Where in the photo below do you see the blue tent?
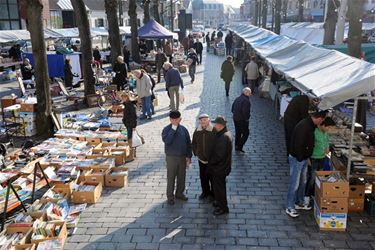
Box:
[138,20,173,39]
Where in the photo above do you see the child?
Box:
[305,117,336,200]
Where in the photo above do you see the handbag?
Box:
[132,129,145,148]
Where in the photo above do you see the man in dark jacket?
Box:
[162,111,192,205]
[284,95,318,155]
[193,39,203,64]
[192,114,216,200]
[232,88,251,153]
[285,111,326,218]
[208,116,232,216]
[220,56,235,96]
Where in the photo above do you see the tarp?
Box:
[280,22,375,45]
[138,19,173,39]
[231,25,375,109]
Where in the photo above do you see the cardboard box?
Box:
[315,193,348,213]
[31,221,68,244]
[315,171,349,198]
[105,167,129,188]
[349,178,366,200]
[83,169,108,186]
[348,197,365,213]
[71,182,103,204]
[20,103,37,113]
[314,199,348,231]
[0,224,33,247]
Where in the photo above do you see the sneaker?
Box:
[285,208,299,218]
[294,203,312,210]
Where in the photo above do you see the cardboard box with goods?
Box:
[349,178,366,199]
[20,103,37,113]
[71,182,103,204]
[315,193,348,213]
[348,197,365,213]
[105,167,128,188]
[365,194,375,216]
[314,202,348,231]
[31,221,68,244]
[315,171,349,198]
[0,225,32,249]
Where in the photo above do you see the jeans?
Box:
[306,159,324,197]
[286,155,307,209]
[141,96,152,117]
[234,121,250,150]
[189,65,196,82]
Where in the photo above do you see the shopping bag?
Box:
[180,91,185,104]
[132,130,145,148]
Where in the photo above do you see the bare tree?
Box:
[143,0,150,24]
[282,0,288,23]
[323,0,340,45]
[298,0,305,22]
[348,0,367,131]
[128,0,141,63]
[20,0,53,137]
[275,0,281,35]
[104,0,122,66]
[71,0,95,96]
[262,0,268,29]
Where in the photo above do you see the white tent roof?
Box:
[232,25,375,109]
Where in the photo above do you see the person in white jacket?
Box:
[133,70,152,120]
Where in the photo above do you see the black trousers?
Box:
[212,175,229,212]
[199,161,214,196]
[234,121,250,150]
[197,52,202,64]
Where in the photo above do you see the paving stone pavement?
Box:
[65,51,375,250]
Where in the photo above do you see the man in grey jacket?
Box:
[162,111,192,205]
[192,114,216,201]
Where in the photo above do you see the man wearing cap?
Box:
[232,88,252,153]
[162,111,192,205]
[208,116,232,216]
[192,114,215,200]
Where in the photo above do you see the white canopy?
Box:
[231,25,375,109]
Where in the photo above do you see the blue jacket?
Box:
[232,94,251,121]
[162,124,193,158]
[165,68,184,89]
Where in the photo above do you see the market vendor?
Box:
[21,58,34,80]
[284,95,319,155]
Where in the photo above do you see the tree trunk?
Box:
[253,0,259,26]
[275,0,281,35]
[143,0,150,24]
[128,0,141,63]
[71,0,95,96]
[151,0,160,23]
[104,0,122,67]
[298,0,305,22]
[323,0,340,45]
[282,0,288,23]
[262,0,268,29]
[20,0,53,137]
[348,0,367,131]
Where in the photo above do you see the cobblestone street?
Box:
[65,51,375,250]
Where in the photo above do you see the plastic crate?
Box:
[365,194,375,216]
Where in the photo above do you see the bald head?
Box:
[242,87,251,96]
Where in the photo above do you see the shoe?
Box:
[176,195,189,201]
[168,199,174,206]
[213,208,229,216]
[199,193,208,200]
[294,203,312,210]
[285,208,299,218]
◆ ◆ ◆ ◆
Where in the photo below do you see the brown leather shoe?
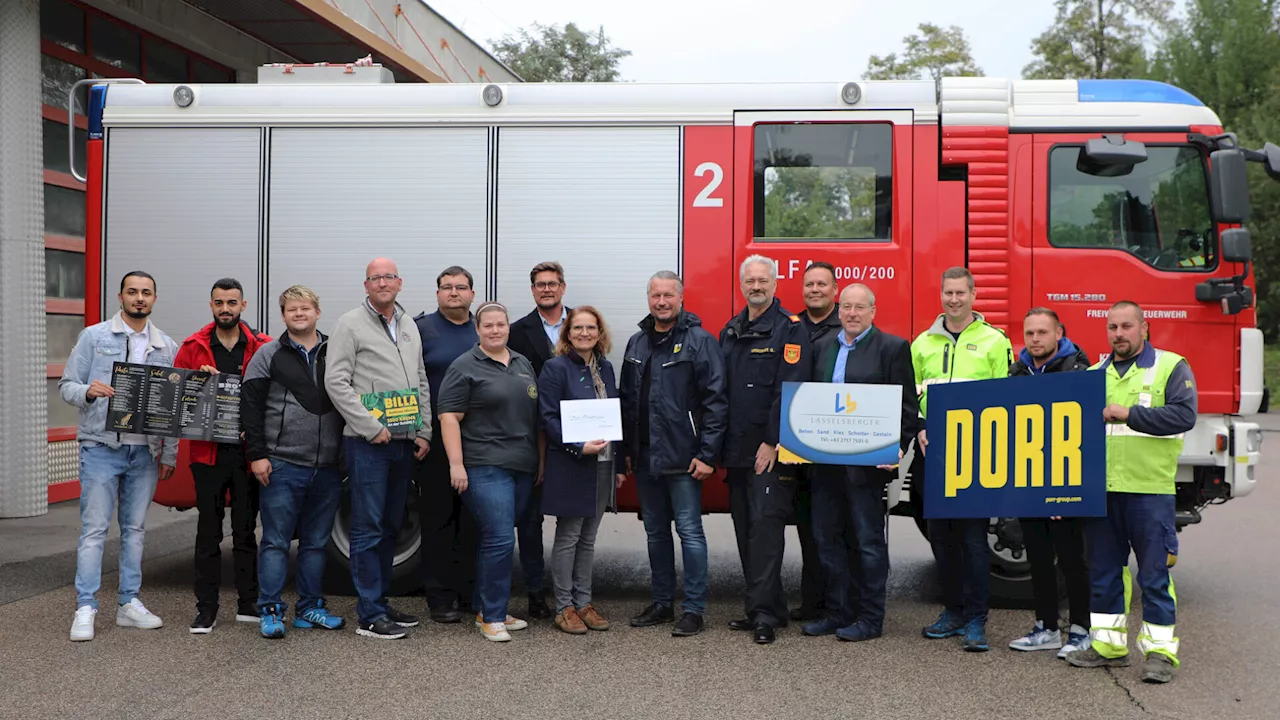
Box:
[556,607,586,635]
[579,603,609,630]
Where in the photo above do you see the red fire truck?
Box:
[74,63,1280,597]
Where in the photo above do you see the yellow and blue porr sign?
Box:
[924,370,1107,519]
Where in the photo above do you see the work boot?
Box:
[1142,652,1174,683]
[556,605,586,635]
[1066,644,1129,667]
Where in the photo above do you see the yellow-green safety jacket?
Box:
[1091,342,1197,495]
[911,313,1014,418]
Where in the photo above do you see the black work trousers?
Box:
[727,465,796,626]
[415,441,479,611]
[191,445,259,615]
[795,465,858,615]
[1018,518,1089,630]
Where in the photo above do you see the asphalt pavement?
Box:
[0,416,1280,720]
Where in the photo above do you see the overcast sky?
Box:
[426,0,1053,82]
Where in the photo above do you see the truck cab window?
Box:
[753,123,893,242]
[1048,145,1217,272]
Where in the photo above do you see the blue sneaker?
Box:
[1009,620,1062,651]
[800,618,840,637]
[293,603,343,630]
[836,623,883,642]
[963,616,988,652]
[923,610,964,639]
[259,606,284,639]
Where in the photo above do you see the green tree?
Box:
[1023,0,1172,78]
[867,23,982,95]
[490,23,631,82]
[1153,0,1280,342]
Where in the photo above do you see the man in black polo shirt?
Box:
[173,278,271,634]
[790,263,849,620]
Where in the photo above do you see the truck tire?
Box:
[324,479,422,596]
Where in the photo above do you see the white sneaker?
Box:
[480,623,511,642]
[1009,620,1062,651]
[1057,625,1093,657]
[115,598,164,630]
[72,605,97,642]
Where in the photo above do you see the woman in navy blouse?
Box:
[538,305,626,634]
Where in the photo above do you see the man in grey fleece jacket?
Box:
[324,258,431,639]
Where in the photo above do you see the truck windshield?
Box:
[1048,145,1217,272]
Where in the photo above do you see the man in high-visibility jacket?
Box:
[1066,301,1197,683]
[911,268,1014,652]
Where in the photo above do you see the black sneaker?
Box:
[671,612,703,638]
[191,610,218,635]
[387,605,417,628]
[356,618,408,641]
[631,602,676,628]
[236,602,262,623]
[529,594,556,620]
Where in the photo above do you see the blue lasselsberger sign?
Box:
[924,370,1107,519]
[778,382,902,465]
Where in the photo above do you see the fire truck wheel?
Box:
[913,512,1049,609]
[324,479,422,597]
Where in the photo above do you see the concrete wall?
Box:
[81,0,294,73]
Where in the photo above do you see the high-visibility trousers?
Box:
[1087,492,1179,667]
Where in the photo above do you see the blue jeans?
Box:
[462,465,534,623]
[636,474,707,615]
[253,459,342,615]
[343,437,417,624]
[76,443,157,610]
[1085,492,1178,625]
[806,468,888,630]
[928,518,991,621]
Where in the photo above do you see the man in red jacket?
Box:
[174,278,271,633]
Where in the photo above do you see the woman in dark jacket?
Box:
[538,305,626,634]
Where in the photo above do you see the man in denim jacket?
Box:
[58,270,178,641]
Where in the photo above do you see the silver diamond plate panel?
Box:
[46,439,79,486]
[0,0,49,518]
◆ ◆ ◆ ◆
[OBJECTIVE]
Copy the stretch of the listing from the line containing "Where in the photo above do you see the blue jeans?" through the line containing "[174,278,271,633]", both included. Reproduce those lines character for character and nothing else.

[PROBLEM SOLUTION]
Where in the photo above do you see the blue jeans?
Box:
[462,465,534,623]
[636,474,707,615]
[253,459,342,615]
[343,437,417,624]
[76,443,157,610]
[1085,492,1178,625]
[806,468,888,630]
[928,518,991,621]
Where in the photo above do you see the man in red jacket?
Box:
[174,278,271,633]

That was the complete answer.